Extract every line of the data below verbatim, and leave out the pictures.

○ ○ ○ ○

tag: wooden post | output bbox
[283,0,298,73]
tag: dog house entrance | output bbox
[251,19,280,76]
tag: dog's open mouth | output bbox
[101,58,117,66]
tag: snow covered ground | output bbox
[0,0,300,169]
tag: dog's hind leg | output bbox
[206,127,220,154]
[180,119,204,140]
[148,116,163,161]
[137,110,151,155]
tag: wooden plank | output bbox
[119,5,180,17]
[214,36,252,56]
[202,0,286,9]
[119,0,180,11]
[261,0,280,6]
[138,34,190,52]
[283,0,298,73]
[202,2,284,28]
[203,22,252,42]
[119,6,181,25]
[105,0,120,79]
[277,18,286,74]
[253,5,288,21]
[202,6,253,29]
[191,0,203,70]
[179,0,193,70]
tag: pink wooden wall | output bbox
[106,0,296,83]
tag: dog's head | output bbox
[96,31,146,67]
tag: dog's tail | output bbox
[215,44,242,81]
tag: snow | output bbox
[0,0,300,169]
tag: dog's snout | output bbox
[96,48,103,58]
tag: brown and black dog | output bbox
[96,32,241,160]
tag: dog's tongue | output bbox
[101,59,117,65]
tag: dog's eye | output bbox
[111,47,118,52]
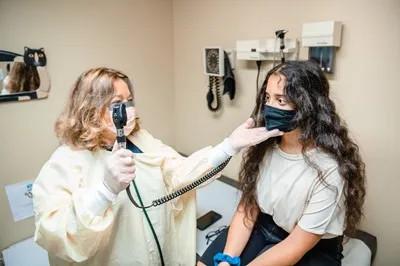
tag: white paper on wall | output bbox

○ ○ ○ ○

Correct result:
tag: wooden post | output bbox
[283,0,298,73]
tag: dog house entrance | output bbox
[251,19,280,76]
tag: dog's open mouth | output bbox
[101,58,117,66]
tag: snow covered ground | output bbox
[0,0,300,169]
tag: dog's hind leg | output bbox
[206,127,220,154]
[180,119,204,140]
[148,116,163,161]
[137,110,151,155]
tag: wooden plank | output bbox
[119,5,180,17]
[214,36,252,56]
[202,0,286,9]
[119,0,180,11]
[261,0,280,6]
[138,34,190,52]
[283,0,298,73]
[202,2,284,28]
[203,22,252,42]
[119,6,181,25]
[105,0,120,79]
[277,18,286,74]
[253,5,288,21]
[202,6,253,29]
[191,0,203,70]
[179,0,193,70]
tag: pink wooden wall | output bbox
[106,0,296,83]
tag: dog's head | output bbox
[96,31,146,67]
tag: dog's tail | output bbox
[215,44,242,81]
tag: snow | output bbox
[0,0,300,169]
tag: dog's snout | output bbox
[96,48,103,58]
tag: brown and black dog | output bbox
[96,32,241,160]
tag: dog's tongue | output bbox
[101,59,117,65]
tag: dog's eye | output bbox
[111,47,118,52]
tag: white paper on wall | output bbox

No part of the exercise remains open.